WHAT YOU WILL DO ->
Could you extend the article on "zombie ISAs" by writing what comes after its last sentence?

TEXT TO READ ->
----

Are your ISA savings a living dead end?

When bonus rates expire, best-buy accounts can turn nasty, says Samantha Soames.

Since they were launched 14 years ago, individual savings accounts have been opened by an estimated 24 million people in the UK, according to the Office for National Statistics. Cash and stock market ISAs now account for £390bn-worth of tax-free savings.

If a saver had used their full cash ISA allowance – the amount each taxpayer can invest per year without paying tax on interest or dividends – in each of those years they would have saved at least £45,000, plus any interest or share price growth.

According to the Office for National Statistics 14 million adults put money into an ISA in the 2011-12 tax year. Many of those will have opened the ISA on the basis of it being a best buy – in that it paid a top rate of interest.

But even last year's best buys may no longer be such great deals, according to Nationwide.

The building society has urged savers to look at the rate or performance of their ISAs before the end of the tax year. It believes many millions of savers are stuck in what it dubbed "zombie ISAs" – savings accounts opened because at the time they topped the best buy charts but which are now earning minimal interest.

Richard Marriott, the head of savings at Nationwide, points out that many savers open new accounts each year on the basis of their place at the top of the best buy chart, but forget to look after their existing ones.

----

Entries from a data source
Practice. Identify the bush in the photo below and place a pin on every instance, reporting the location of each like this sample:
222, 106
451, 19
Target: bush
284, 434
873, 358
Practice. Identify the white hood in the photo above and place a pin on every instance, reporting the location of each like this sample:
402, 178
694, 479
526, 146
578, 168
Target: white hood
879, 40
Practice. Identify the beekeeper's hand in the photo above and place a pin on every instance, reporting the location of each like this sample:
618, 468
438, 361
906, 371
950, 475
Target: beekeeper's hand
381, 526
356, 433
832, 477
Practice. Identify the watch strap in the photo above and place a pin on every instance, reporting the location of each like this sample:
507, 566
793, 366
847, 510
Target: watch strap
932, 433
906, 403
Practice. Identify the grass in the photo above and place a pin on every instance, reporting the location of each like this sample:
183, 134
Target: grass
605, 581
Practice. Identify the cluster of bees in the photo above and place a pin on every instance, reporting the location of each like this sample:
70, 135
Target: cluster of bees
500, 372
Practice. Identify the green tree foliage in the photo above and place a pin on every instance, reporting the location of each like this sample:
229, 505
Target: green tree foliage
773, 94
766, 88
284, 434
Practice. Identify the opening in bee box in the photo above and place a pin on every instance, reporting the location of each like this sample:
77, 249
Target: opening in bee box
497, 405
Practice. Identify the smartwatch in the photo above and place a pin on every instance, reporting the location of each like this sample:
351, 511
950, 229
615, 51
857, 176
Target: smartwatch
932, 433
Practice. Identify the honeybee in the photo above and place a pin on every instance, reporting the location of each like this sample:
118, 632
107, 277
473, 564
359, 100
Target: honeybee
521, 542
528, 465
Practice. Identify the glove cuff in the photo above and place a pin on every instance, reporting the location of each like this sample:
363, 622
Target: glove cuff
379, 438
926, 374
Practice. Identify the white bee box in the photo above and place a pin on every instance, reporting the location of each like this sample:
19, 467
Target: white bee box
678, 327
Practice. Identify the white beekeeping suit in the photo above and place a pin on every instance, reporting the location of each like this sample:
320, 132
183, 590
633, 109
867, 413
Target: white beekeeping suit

----

TASK RESPONSE ->
He warns: "There could be zombie ISAs lurking in the drawer that were opened back in the day and forgotten about, so savers should dig them out to see if they can get a better rate for their money. With a little shopping around people could transfer their money into an ISA with a better rate of interest for very little effort."

Justin Modray, the founder of the financial advice website Candid Money, reports that one of last year's best buys, the Santander Direct ISA Issue 8, was paying 2.75 per cent on balances of £20,000 and above.

He says: "This rate has now dropped to 0.5 per cent as the 2.25 per cent bonus has expired."

The Post Office's Cash ISA is a similar offender, offering 2.25 per cent two years ago but now paying just 0.25 per cent interest.

Another account which was once a best buy, the Barclays Cash ISA, pays just 0.1 per cent a year.

Not all ISA providers are letting their customers' cash languish in poorly paying accounts.

Danny Cox at Hargreaves Lansdown points out that NS&I has broken the mould and done "the right thing" by switching all of its ISA customers to its best-rate ISA.

He says: "Hopefully other banks and building societies will be embarrassed into following suit."

From 25 May, NS&I will transfer customers holding its T cash ISA (formerly the Tessa-only ISA) and cash ISA, which both pay 0.5 per cent, into its direct ISA which pays 2.25 per cent.

Jane Platt, NS&I's chief executive, said the decision had been taken on the basis of offering fairness and transparency to all its savers.

At the moment the top-paying ISA is the Barclays bank loyalty reward ISA, paying 2.28 per cent, but this is available – as the name suggests – only to existing Barclays customers.

The NatWest cash ISA, another current best buy, is paying 2 per cent but only on balances of £50,000. If you have between £9,000 and £15,000 the rate is just 0.75 per cent.

Mr Cox warns that ISA savers need to make sure they keep an eye on their savings every year. "While rates will change in the future and while the tax savings may seem slight now, in the future, as your tax-free savings build, they could be considerable."

Craig Donaldson at Metro Bank says ISA providers still need to do more to alert their savers when bonus or introductory rates are due to drop off.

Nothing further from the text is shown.